--- start of Raw data ---

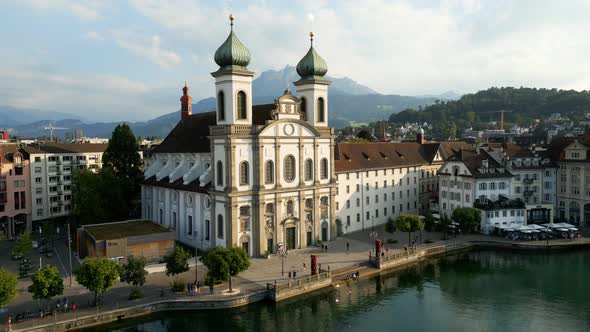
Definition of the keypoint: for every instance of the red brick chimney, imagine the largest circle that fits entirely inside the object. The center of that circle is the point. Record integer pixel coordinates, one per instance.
(186, 104)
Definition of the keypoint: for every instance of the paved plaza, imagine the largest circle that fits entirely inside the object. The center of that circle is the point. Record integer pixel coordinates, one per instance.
(261, 272)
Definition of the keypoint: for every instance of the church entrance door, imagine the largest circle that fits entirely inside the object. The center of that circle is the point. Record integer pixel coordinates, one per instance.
(290, 237)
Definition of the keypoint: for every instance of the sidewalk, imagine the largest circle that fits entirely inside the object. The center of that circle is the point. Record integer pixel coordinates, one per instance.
(262, 271)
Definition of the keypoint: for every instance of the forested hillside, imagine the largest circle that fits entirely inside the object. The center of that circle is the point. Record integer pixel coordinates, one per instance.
(477, 110)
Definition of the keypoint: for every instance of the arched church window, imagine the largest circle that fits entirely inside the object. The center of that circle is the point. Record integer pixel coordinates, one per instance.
(321, 110)
(219, 173)
(324, 168)
(221, 105)
(289, 168)
(308, 170)
(269, 170)
(244, 173)
(241, 104)
(290, 208)
(220, 226)
(303, 108)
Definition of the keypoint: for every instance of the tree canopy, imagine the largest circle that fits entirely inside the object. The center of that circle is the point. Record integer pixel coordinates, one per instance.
(177, 261)
(122, 153)
(224, 263)
(8, 283)
(97, 274)
(47, 283)
(98, 197)
(133, 271)
(24, 245)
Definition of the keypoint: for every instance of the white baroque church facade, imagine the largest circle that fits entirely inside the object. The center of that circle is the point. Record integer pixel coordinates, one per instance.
(244, 175)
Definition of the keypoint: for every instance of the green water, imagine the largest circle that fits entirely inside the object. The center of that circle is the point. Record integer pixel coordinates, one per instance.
(476, 291)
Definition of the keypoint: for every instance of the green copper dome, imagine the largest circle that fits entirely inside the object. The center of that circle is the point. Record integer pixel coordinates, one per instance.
(232, 53)
(312, 65)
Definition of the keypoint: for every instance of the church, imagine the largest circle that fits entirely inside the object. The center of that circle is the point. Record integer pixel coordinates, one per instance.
(257, 176)
(244, 175)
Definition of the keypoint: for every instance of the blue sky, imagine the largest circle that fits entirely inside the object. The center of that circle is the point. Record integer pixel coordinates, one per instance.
(127, 60)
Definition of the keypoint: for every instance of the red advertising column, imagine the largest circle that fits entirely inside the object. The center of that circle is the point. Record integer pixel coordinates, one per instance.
(314, 265)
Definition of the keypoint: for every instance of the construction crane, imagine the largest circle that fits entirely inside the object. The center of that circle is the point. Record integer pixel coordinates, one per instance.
(501, 116)
(51, 128)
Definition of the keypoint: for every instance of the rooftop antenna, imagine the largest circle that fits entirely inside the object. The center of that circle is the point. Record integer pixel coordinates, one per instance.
(311, 18)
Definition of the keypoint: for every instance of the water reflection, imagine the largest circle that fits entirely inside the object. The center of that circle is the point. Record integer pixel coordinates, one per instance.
(477, 291)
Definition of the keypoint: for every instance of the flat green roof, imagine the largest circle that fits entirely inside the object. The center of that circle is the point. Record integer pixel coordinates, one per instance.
(123, 229)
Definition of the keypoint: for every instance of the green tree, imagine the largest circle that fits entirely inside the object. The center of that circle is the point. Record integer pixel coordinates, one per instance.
(24, 245)
(97, 274)
(177, 262)
(224, 263)
(98, 197)
(47, 283)
(133, 272)
(409, 223)
(122, 153)
(467, 218)
(429, 222)
(390, 226)
(8, 283)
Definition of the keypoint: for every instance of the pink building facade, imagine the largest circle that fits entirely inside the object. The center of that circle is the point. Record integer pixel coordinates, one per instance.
(15, 195)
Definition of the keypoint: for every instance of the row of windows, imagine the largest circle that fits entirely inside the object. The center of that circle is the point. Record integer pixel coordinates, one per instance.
(492, 185)
(242, 113)
(289, 169)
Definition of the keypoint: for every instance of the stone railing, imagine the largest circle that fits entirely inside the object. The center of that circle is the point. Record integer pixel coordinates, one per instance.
(231, 129)
(296, 283)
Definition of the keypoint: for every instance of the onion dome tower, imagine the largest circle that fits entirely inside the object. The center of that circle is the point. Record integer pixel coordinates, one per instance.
(233, 81)
(186, 109)
(312, 87)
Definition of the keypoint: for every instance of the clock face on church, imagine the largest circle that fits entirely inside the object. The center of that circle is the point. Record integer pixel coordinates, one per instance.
(289, 129)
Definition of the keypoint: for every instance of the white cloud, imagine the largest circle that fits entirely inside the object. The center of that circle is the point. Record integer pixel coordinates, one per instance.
(149, 49)
(98, 97)
(93, 35)
(399, 46)
(83, 9)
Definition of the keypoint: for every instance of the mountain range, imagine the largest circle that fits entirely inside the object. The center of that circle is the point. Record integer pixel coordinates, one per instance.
(351, 103)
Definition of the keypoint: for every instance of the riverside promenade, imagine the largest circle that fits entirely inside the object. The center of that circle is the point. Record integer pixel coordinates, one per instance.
(253, 285)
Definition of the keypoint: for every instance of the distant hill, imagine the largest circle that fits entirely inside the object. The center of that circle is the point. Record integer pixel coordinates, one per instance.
(350, 103)
(477, 109)
(11, 116)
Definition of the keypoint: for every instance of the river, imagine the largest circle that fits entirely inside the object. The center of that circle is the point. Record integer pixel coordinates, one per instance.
(475, 291)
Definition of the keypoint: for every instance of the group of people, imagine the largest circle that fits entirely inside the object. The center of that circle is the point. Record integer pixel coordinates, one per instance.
(194, 288)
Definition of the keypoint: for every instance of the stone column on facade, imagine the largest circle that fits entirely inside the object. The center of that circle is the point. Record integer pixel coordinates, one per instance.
(278, 219)
(301, 172)
(302, 230)
(232, 167)
(316, 215)
(259, 165)
(277, 163)
(227, 169)
(332, 169)
(260, 234)
(332, 218)
(317, 165)
(213, 223)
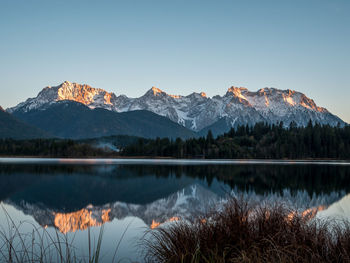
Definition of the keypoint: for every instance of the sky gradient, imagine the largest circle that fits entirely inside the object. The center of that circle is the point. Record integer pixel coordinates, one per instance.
(178, 46)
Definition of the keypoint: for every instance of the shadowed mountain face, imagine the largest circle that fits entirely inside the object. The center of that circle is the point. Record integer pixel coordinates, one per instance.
(69, 119)
(11, 127)
(196, 111)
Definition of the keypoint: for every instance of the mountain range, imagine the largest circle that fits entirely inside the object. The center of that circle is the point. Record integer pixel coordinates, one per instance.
(72, 110)
(12, 127)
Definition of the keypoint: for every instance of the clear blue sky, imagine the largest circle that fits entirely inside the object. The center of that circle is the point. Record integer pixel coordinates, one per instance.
(179, 46)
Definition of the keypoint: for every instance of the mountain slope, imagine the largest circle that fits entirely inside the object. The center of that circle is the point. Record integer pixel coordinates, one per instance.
(196, 111)
(10, 127)
(69, 119)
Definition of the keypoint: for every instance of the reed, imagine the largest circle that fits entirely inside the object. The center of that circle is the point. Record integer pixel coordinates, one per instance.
(242, 232)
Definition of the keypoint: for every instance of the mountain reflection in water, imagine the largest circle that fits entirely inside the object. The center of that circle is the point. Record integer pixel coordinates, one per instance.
(72, 197)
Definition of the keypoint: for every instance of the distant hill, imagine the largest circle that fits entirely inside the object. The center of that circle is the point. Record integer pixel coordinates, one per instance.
(11, 127)
(70, 119)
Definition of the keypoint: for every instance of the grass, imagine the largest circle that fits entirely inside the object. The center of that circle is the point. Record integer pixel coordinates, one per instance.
(17, 245)
(242, 232)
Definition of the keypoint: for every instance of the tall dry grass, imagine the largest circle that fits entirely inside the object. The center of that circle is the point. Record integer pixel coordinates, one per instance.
(242, 232)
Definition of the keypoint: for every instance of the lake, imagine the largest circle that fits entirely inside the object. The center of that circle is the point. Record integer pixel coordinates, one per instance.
(131, 196)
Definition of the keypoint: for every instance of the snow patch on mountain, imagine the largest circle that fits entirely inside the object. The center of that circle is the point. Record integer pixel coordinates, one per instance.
(196, 111)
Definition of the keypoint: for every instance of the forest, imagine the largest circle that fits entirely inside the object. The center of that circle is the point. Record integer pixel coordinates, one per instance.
(259, 141)
(263, 141)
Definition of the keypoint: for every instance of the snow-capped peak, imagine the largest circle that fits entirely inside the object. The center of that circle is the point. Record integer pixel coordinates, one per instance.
(195, 111)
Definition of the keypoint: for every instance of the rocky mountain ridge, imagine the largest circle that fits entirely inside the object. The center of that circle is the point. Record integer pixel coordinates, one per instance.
(196, 111)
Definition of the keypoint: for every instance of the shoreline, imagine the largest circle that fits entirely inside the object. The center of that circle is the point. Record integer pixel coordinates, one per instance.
(164, 160)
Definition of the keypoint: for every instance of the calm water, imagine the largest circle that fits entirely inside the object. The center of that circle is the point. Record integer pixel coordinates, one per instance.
(72, 195)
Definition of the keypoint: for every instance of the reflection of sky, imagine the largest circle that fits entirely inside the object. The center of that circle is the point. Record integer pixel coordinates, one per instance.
(113, 232)
(184, 204)
(165, 161)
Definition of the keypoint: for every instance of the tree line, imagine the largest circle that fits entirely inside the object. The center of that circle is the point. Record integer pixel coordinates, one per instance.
(50, 148)
(259, 141)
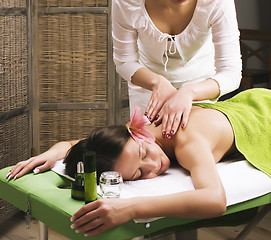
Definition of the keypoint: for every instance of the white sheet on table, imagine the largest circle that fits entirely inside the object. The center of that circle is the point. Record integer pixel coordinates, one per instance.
(240, 179)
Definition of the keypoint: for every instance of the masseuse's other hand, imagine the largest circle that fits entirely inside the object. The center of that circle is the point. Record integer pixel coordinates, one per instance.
(38, 164)
(100, 215)
(175, 112)
(161, 92)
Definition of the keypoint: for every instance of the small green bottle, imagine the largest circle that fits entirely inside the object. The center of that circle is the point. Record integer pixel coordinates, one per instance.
(77, 188)
(90, 180)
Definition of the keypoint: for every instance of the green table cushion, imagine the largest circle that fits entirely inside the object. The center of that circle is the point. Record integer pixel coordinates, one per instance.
(50, 202)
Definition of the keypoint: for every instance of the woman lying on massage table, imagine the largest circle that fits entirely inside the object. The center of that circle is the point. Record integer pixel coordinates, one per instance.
(143, 153)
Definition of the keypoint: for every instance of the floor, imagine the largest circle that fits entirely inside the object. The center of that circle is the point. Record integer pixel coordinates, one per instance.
(15, 229)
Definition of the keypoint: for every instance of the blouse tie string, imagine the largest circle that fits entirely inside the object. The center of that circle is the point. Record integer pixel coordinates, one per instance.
(172, 47)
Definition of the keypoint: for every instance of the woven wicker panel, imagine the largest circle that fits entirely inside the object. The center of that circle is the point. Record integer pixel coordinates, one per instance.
(13, 63)
(12, 3)
(68, 125)
(73, 3)
(14, 140)
(73, 58)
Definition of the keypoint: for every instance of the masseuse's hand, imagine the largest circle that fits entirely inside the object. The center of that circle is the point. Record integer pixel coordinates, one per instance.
(161, 92)
(38, 163)
(175, 112)
(100, 215)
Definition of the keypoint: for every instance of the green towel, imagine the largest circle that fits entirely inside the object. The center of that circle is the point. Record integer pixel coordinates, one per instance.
(249, 113)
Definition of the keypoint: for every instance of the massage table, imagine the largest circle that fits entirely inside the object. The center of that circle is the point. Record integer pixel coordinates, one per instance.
(45, 197)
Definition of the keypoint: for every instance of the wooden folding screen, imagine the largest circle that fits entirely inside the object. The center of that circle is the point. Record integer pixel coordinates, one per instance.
(73, 67)
(15, 121)
(57, 76)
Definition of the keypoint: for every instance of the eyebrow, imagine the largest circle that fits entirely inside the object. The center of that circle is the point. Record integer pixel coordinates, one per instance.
(139, 154)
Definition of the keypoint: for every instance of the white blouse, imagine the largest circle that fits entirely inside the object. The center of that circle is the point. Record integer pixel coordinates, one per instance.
(207, 48)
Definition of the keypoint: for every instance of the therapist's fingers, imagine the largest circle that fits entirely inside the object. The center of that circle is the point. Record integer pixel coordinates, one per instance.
(168, 125)
(185, 118)
(176, 124)
(151, 109)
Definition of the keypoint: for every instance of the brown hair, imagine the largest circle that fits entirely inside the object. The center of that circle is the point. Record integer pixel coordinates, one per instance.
(107, 143)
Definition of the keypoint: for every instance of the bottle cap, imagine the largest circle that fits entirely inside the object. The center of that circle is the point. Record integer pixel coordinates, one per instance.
(80, 167)
(89, 162)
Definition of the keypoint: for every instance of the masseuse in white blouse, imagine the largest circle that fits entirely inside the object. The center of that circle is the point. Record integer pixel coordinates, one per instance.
(175, 52)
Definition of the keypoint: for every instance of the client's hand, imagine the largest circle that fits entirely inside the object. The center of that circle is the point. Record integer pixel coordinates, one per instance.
(42, 162)
(100, 215)
(39, 163)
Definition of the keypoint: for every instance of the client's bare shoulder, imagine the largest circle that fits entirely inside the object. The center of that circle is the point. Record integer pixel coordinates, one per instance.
(207, 127)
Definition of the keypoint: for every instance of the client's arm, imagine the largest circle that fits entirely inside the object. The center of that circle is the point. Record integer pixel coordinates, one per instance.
(43, 161)
(207, 200)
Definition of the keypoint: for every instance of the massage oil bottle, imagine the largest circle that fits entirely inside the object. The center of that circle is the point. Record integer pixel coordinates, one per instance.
(77, 188)
(90, 181)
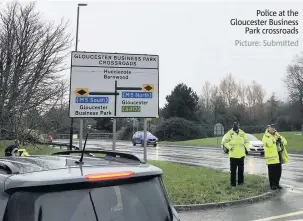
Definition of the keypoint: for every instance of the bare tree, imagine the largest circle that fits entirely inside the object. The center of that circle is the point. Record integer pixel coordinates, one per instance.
(241, 93)
(32, 53)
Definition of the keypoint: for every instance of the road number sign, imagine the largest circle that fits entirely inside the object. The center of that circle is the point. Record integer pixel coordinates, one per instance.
(114, 85)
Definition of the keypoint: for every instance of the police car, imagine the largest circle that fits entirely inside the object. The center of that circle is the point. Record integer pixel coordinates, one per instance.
(256, 145)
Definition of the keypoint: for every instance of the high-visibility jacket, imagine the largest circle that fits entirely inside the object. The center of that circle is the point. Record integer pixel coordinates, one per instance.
(271, 149)
(236, 143)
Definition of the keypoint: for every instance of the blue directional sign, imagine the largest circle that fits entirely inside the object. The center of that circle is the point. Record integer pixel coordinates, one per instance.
(92, 100)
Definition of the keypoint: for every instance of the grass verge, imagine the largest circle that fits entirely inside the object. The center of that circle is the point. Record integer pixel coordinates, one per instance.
(294, 139)
(192, 184)
(188, 184)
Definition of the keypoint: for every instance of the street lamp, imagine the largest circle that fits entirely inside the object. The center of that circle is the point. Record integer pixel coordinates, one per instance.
(72, 119)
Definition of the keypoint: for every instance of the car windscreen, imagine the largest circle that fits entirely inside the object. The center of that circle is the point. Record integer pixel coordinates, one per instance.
(139, 201)
(251, 137)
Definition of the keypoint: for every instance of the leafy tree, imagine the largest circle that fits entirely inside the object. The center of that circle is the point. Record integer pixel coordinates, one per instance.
(182, 102)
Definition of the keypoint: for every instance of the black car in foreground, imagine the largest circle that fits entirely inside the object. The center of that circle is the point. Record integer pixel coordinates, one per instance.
(65, 186)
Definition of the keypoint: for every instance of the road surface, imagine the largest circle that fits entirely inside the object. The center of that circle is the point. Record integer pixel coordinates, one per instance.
(288, 206)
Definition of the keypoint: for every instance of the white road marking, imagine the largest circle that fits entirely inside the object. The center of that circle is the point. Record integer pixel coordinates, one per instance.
(280, 216)
(295, 191)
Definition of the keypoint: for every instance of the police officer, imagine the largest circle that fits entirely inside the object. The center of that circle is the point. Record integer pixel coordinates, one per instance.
(275, 155)
(236, 142)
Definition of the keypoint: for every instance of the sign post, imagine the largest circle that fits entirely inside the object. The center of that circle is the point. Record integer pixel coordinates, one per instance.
(218, 131)
(114, 133)
(114, 85)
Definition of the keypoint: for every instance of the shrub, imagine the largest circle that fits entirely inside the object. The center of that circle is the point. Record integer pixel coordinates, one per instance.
(178, 129)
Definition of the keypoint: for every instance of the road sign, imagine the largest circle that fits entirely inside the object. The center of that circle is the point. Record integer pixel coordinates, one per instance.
(114, 85)
(218, 130)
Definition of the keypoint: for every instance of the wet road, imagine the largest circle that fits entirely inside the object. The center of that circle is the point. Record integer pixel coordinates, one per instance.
(288, 206)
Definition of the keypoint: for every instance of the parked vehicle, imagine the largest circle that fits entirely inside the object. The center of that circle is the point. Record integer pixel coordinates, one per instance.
(256, 145)
(138, 138)
(69, 187)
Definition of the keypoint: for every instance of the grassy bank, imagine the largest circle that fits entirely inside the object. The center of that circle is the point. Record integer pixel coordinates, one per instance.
(191, 184)
(294, 139)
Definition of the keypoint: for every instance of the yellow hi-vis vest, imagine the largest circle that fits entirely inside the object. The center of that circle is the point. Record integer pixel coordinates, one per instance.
(236, 143)
(271, 150)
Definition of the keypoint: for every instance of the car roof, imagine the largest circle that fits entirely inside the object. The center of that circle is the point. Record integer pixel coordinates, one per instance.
(62, 169)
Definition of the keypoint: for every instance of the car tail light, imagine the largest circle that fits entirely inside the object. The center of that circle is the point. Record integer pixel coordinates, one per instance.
(108, 176)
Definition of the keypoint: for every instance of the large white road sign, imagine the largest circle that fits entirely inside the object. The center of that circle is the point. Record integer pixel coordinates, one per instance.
(114, 85)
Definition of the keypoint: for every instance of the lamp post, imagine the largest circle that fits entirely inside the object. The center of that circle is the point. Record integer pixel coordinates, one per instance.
(72, 119)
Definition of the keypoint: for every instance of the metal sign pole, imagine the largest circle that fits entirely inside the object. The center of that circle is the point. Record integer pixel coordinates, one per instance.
(145, 140)
(81, 134)
(114, 133)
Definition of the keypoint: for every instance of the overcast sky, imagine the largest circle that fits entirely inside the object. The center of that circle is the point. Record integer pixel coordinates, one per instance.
(194, 40)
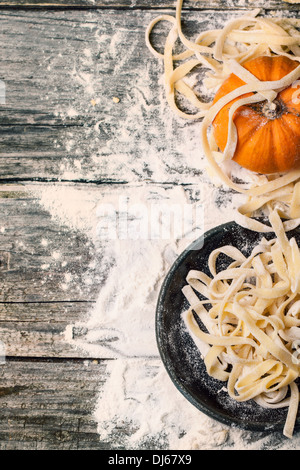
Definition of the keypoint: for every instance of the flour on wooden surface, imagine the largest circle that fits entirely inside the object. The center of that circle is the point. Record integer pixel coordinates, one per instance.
(121, 326)
(125, 142)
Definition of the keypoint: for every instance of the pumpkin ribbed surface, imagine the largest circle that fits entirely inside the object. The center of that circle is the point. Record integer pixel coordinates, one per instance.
(268, 137)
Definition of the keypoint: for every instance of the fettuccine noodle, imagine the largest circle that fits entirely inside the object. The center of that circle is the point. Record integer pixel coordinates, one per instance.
(251, 313)
(221, 52)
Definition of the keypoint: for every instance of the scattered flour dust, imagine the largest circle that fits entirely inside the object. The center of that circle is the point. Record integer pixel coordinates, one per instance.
(138, 394)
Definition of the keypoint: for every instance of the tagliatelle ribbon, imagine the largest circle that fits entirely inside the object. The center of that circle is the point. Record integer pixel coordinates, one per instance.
(221, 52)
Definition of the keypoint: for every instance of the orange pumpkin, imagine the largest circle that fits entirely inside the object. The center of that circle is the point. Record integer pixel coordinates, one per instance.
(268, 139)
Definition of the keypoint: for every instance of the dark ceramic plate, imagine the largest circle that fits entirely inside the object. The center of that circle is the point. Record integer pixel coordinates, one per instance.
(179, 354)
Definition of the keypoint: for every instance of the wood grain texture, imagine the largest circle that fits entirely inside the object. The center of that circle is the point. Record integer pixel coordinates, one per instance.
(62, 63)
(60, 122)
(50, 405)
(144, 4)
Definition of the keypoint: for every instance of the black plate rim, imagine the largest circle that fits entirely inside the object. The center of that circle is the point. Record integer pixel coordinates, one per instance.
(204, 408)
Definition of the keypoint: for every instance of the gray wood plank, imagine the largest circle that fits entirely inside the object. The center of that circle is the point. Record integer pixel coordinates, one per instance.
(42, 260)
(39, 330)
(142, 4)
(49, 405)
(60, 122)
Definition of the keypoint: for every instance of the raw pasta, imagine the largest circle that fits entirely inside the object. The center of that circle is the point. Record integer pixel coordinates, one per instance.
(251, 314)
(220, 52)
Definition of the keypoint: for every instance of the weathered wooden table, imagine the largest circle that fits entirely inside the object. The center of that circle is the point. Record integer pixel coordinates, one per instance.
(77, 119)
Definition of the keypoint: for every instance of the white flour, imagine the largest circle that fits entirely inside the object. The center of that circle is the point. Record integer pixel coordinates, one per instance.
(138, 393)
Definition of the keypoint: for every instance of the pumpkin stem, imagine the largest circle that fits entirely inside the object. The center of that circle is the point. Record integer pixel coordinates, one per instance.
(272, 110)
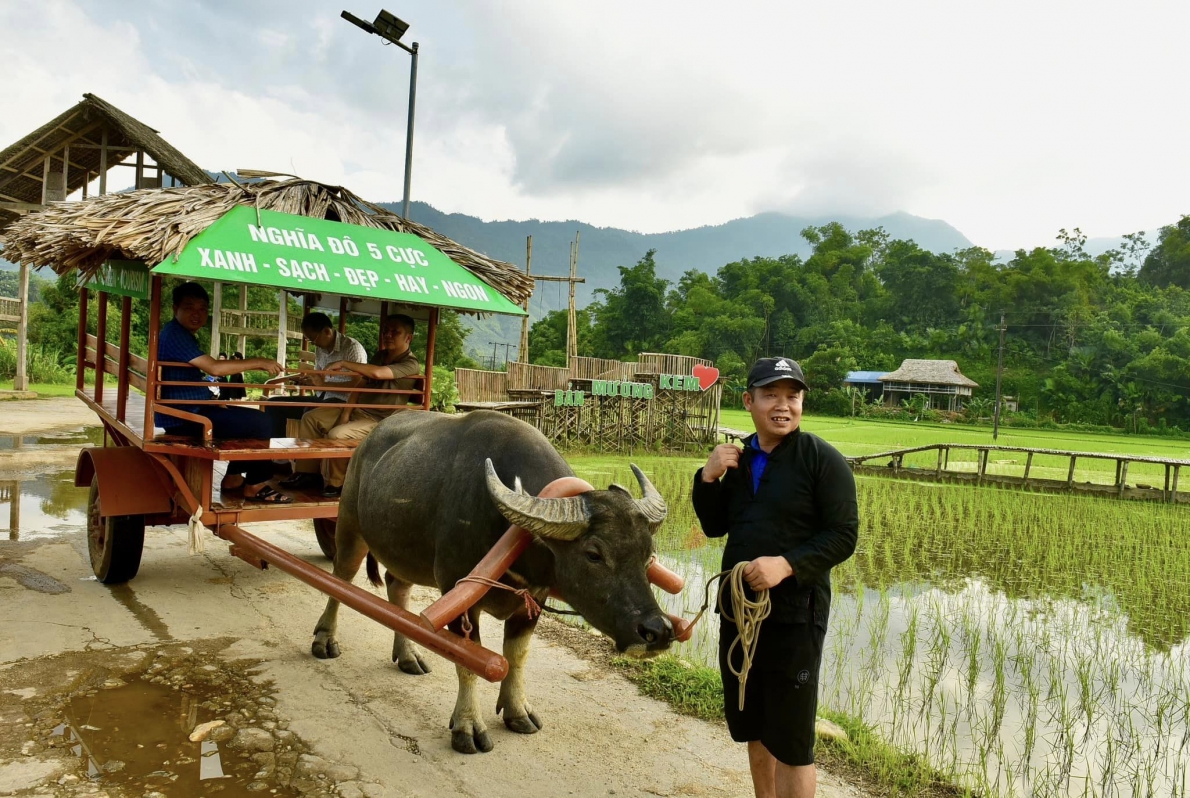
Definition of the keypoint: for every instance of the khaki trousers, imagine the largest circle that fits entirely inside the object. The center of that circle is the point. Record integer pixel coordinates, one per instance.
(324, 422)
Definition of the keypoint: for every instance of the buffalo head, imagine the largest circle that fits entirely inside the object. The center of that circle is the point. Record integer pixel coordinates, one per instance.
(601, 542)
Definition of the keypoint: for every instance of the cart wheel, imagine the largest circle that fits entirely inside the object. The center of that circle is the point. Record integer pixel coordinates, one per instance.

--- end of Raw data ---

■ What is asked
Look above for the line containing "Definition of the keypoint: for every instance of the khaki"; copy from it through the last line, exactly, and nothing more.

■ Result of this exercise
Definition of the keypoint: for every instance of the khaki trousers, imagine the largest circle that fits entirely inside the object. The center of that circle is the point. Record integer pixel coordinates, one per instance.
(324, 422)
Definition of the keypoint: for every instance of the buffalo head, imagine the largest circle that fits entirely inside the object. The center of that circle is the point. Record integer pixel coordinates, one per instance.
(601, 542)
Definition of the keypoint: for every instance of the cart wheel, imagine the largest circle that fits entirely inside the object. The center of that circle is the point. Record integer pixel coordinates, one per instance.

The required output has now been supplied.